**Objective:** Copy out each line below that contains the word "tree".
---- Information supplied
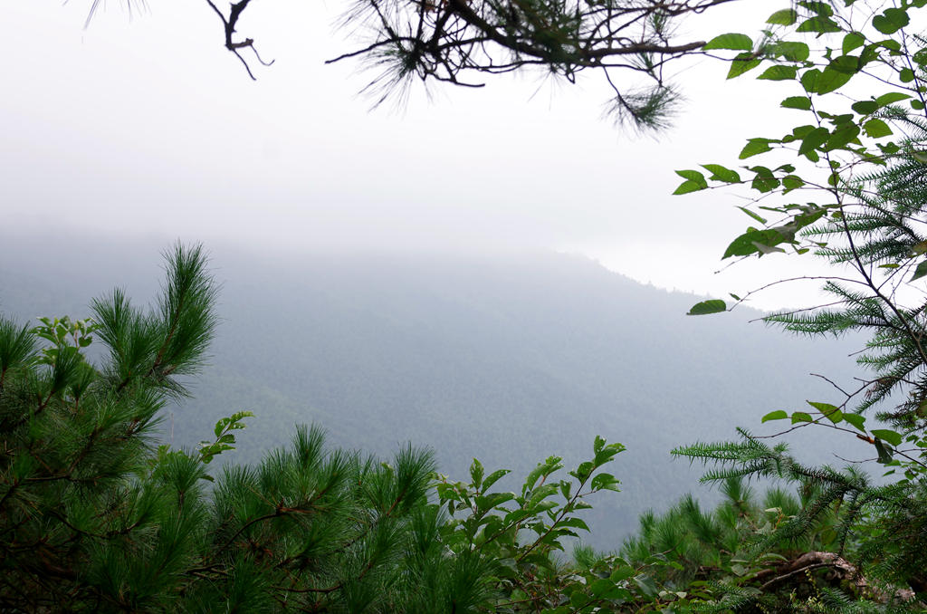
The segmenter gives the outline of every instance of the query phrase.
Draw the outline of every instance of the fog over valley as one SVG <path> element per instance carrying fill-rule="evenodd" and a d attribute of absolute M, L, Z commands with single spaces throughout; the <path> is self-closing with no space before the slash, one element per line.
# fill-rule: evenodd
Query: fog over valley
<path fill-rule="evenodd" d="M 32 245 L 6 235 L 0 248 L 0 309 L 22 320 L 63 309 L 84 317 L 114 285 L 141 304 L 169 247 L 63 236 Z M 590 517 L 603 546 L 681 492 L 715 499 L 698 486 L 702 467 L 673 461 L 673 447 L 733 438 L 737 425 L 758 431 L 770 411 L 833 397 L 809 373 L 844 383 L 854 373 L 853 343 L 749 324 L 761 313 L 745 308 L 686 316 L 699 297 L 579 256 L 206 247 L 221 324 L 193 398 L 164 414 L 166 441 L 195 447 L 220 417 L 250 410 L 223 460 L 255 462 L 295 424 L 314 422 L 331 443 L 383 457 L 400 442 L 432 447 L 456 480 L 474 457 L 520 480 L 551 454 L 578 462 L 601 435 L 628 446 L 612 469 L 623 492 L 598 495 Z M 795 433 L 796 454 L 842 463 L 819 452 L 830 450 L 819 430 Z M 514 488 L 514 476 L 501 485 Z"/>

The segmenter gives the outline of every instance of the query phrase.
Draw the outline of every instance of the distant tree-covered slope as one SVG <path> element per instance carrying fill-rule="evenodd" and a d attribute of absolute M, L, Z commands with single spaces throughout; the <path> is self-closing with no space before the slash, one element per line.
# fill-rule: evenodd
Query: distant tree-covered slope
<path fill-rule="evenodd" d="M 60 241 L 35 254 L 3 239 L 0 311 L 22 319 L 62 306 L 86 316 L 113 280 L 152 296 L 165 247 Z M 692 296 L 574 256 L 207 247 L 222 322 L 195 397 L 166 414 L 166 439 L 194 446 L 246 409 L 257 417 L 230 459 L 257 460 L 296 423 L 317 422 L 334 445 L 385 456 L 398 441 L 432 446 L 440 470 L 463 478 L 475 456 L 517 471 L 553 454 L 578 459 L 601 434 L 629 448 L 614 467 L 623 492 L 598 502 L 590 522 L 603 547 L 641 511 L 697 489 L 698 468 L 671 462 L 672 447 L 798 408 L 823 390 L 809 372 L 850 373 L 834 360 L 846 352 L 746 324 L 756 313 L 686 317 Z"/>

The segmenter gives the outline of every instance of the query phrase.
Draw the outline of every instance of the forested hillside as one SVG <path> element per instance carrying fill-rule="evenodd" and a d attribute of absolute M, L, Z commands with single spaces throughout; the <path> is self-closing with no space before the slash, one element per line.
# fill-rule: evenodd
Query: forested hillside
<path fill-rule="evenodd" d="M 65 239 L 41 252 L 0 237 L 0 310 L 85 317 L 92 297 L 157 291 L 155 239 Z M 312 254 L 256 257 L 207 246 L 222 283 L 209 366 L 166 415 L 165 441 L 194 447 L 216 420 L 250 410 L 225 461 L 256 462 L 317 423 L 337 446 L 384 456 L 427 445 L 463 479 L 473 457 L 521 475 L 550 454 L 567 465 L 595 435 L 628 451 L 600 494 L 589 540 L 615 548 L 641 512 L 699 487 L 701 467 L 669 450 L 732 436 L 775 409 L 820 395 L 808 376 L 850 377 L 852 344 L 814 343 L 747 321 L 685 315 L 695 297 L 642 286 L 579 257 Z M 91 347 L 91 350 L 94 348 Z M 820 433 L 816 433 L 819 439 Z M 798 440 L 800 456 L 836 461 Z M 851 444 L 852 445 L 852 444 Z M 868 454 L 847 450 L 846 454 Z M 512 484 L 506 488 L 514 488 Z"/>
--------
**Answer for this exercise:**
Draw the outline of every instance of the distant tree-covered slope as one SVG <path> element per instance carrying fill-rule="evenodd" and a d attribute of absolute M, L, Z commands with single spaces throughout; the <path> is self-closing with no space before the slash, one element per line.
Query: distant tree-covered slope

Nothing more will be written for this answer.